start Data for this task

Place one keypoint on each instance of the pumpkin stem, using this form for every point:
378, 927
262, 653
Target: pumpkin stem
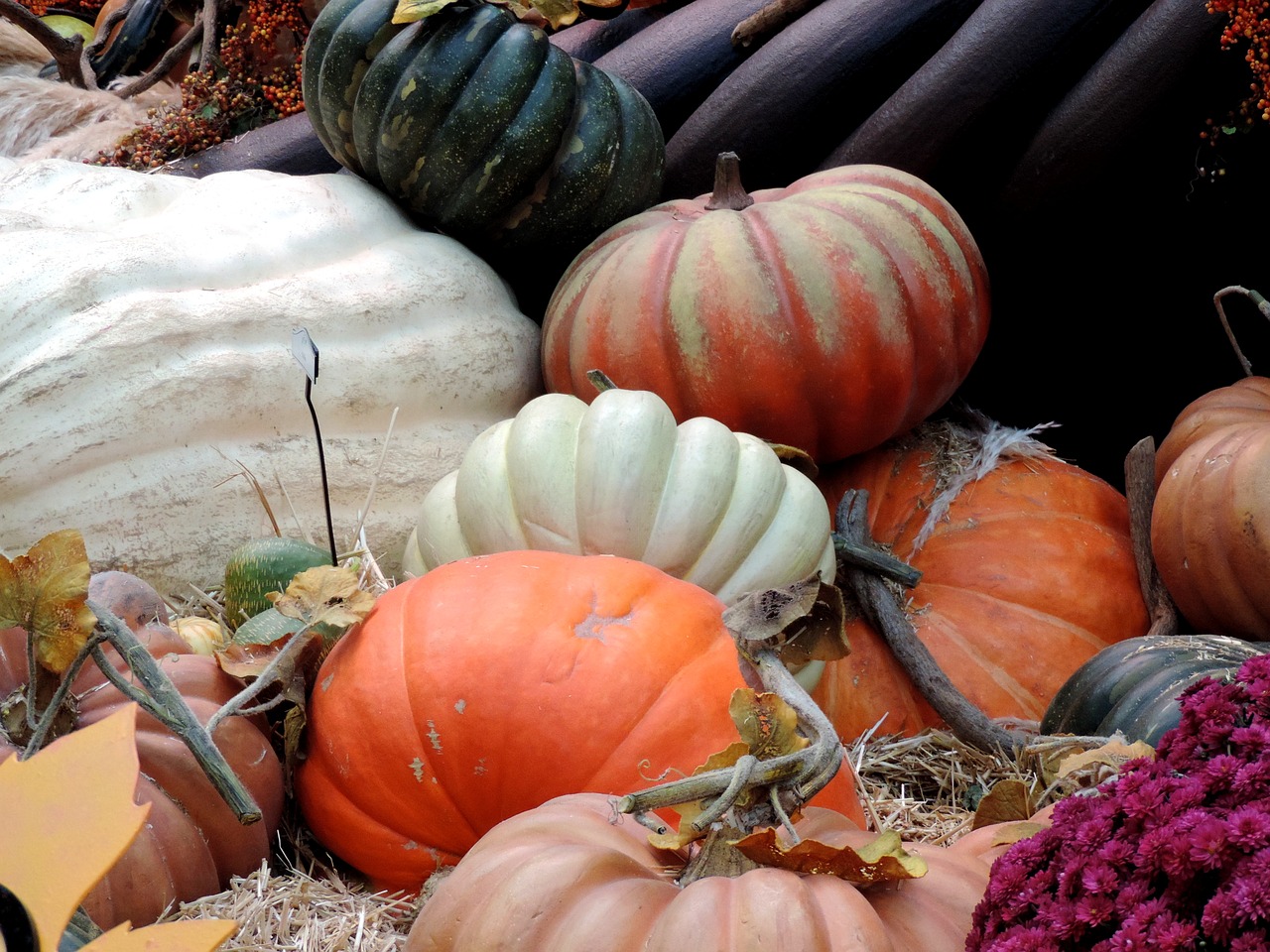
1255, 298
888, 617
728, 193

end Data for this task
start Data for this task

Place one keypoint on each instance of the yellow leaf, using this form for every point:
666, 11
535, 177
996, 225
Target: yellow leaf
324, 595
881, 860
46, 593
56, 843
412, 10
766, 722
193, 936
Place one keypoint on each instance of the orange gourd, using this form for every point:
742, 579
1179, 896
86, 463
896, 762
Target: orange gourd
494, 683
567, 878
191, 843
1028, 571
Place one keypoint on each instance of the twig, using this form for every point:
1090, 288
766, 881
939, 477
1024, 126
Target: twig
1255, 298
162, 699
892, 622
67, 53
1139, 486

end Data for this task

■ Exercise
Pick out every line of the data above that contains the word "each". Case counts.

■ Result of this task
Place one keypoint on each instance of the pumpkin stem, using this form for every point:
Place one keypoint on each instance of the yellow leaf, using this form for every point:
Place one keypoint on each instance of the orange gourd, using this form for every point:
Place one keypoint on each instance of the twig, using this form for every point:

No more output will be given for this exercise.